DOKUMENT —
Den Stempel bekommt man nach einem Kurs. Das ist aber keine Abzocke wie Thilo es sagt.
Strecken an den man ausschließlich mit der Fliege befischen kann werden von Vereinen geführt die einen Nachweis haben, daß man das Fliegenfischen beherscht. 
In der Regel wollen die so ihre Strecke vor dem überfischen bewahren.
Es gibt aber genug Strecken die man ohne so einen Stempel befischen kann. es ist halt nur ein Stempel auf ein Stück Papier.
Fliegenfischerschulen die nach dem VDSF-Standart oder dem FlyFitStandart schulen stempeln den Pass ab.

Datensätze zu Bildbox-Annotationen
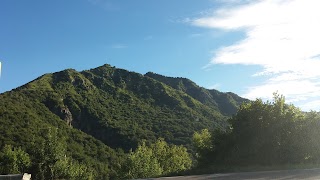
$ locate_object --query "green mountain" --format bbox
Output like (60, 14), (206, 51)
(0, 65), (247, 179)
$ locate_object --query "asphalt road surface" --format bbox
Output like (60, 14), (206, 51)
(147, 168), (320, 180)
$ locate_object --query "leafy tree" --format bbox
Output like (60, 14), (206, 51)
(122, 139), (192, 179)
(0, 145), (31, 174)
(192, 129), (213, 158)
(151, 139), (192, 174)
(125, 142), (163, 179)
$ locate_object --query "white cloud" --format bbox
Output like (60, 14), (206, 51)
(112, 44), (128, 49)
(189, 0), (320, 109)
(208, 83), (221, 89)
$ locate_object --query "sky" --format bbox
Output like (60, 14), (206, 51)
(0, 0), (320, 111)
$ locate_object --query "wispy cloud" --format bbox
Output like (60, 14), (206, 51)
(189, 0), (320, 110)
(143, 35), (153, 41)
(87, 0), (119, 11)
(208, 83), (221, 89)
(111, 44), (128, 49)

AUSZUFÜHRENDE AUFGABE —
Stimmen die folgenden Aussagen mit dem Dokument überein? Beantworten Sie jede mit Ja oder Nein und zitieren Sie die entscheidenden Worte des Dokuments wörtlich.
(a) Den Stempel erhält man nach einem Kurs.
(b) Jede Strecke darf nur mit einem solchen Stempel befischt werden.
(c) Fliegenfischerschulen, die nach dem VDSF-Standard schulen, stempeln den Pass ab.

VOLLSTÄNDIGE LÖSUNG —
(a) Ja: „Den Stempel bekommt man nach einem Kurs.“
(b) Nein: „Es gibt aber genug Strecken die man ohne so einen Stempel befischen kann.“
(c) Ja: „Fliegenfischerschulen die nach dem VDSF-Standart oder dem FlyFitStandart schulen stempeln den Pass ab.“